Question about SError exception routing

List overview All Threads
Download

newer

older

Non volatile boot index for the...

Trusted Firmware v2.14 release...

Julius Werner

19 Nov 2025 19 Nov '25

5:03 a.m.

Hi,

I have a sort of generic Arm architecture question that's not directly related to TF-A (other than that TF-A controls some of the registers involved in this decision), but I'm hoping that one of the experts here can still help me out or at least refer me to someone who can.

I'm trying to figure out how exception routing for SError aborts works in EL2. Specifically, I have a bootloader (BL33) running in NS-EL2 and I want the "simple" setup that it manages all its own exceptions, the same way that an OS kernel normally manages all exceptions at EL1. I assumed that I could achieve that simply by installing exception handlers, unmasking all exceptions in PSTATE, and leaving all the special trap feature bits in the MSRs at 0 (disabled).

□ □ □ □ □ □ □

What you will do:
- a) Copy out everything in the forum post on SError exception routing from "Non volatile boot" down to "someone who can.", word for word.
- b) Please continue the forum post on SError exception routing from the point where it stops.

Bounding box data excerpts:
□ □ □ □ □ □ □

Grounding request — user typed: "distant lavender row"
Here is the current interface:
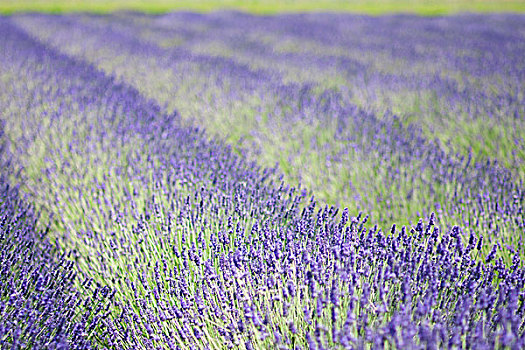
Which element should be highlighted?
[0,18,525,349]
[13,13,525,254]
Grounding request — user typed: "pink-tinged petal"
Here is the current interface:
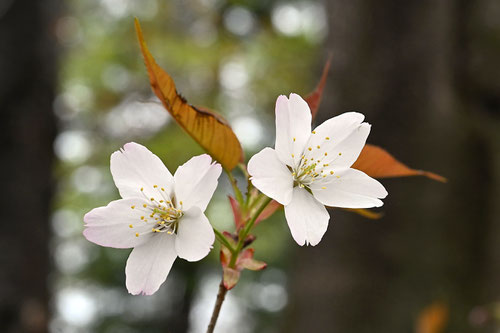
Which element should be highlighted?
[248,148,293,205]
[175,207,215,261]
[111,142,173,199]
[310,169,387,208]
[174,154,222,212]
[125,233,177,295]
[304,112,368,167]
[83,198,151,249]
[275,94,311,167]
[285,187,330,246]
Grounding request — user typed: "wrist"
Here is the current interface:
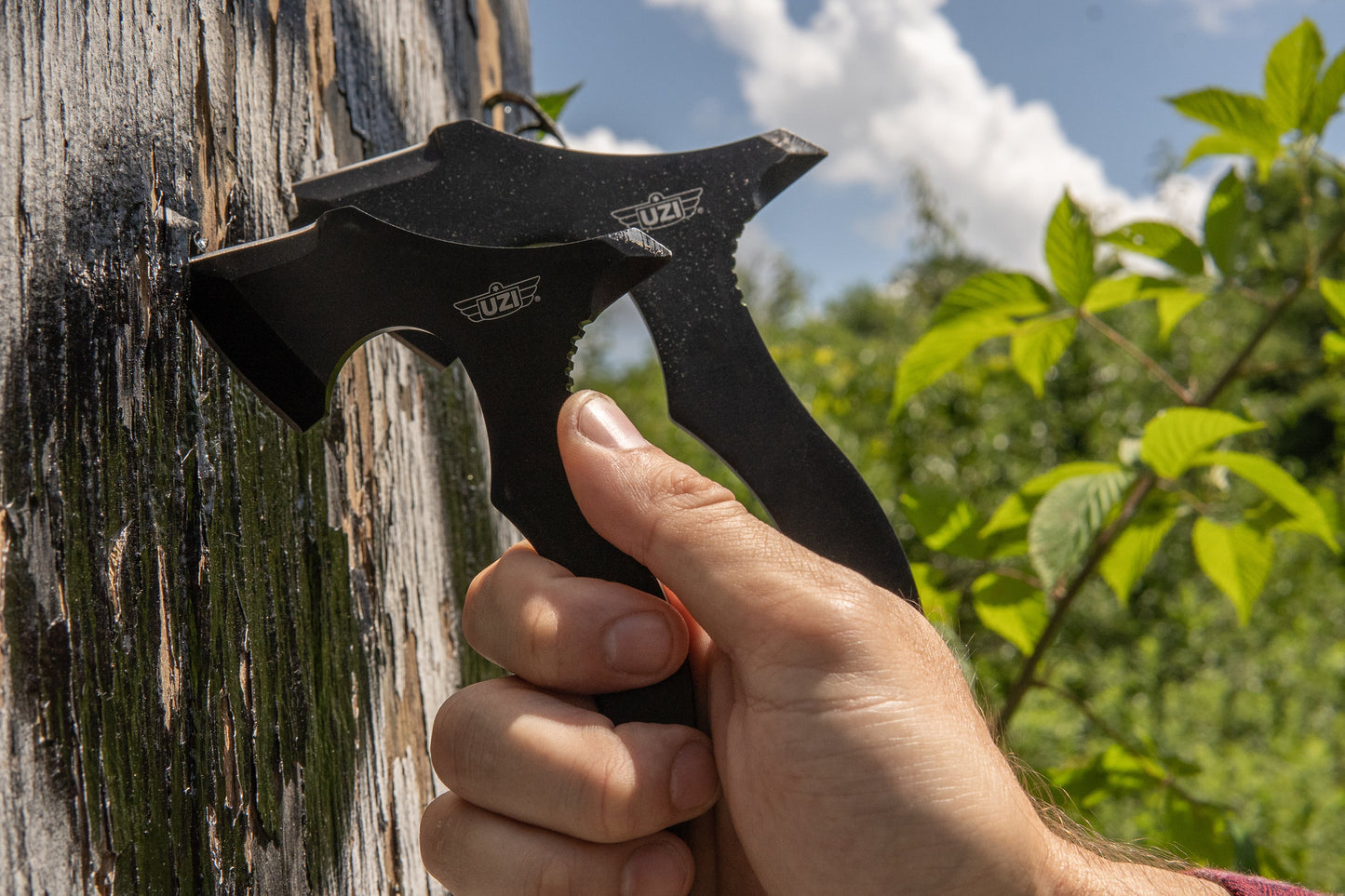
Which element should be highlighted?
[1039,836,1228,896]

□ □ □ □ □ □ □

Results for the exercise:
- a)
Non volatile boot index for the...

Trusted Firmware v2.14 release...

Julius Werner

19 Nov 2025 19 Nov '25

5:03 a.m.

Hi,

I have a sort of generic Arm architecture question that's not directly related to TF-A (other than that TF-A controls some of the registers involved in this decision), but I'm hoping that one of the experts here can still help me out or at least refer me to someone who can.

- b)
This seems to work for synchronous exceptions and external aborts, but not for SErrors. Looking at the architecture reference manual (revision L.b), table D1-14 in section D1.3.6.3 (page D1-6114), I can see that my case is represented by the first line (all special trap bits 0), which shows that SErrors caused by EL0 and EL1 would be routed to EL1 as expected (though even when PSTATE.A is 1 which seems odd?), but SErrors caused by EL2 will get ignored and remain pending (with no regard to PSTATE.A). Instead, the "default" behavior I expect (aborts get routed to the EL that caused them if PSTATE.A is 0) seems to require me to enable SCTLR_EL2.NMEA. But if you're looking at the description of SCTLR_EL2.NMEA, it says that it controls whether PSTATE.A masks SError exceptions at EL2 (and that if it is 0, SError exceptions are not taken at EL2 if PSTATE.A == 1). Doesn't that imply that SError exceptions *are* taken at EL2 if PSTATE.A == 0? What does a control that seems to be about trapping masked aborts from a lower EL have to do with unmasked aborts from my current EL?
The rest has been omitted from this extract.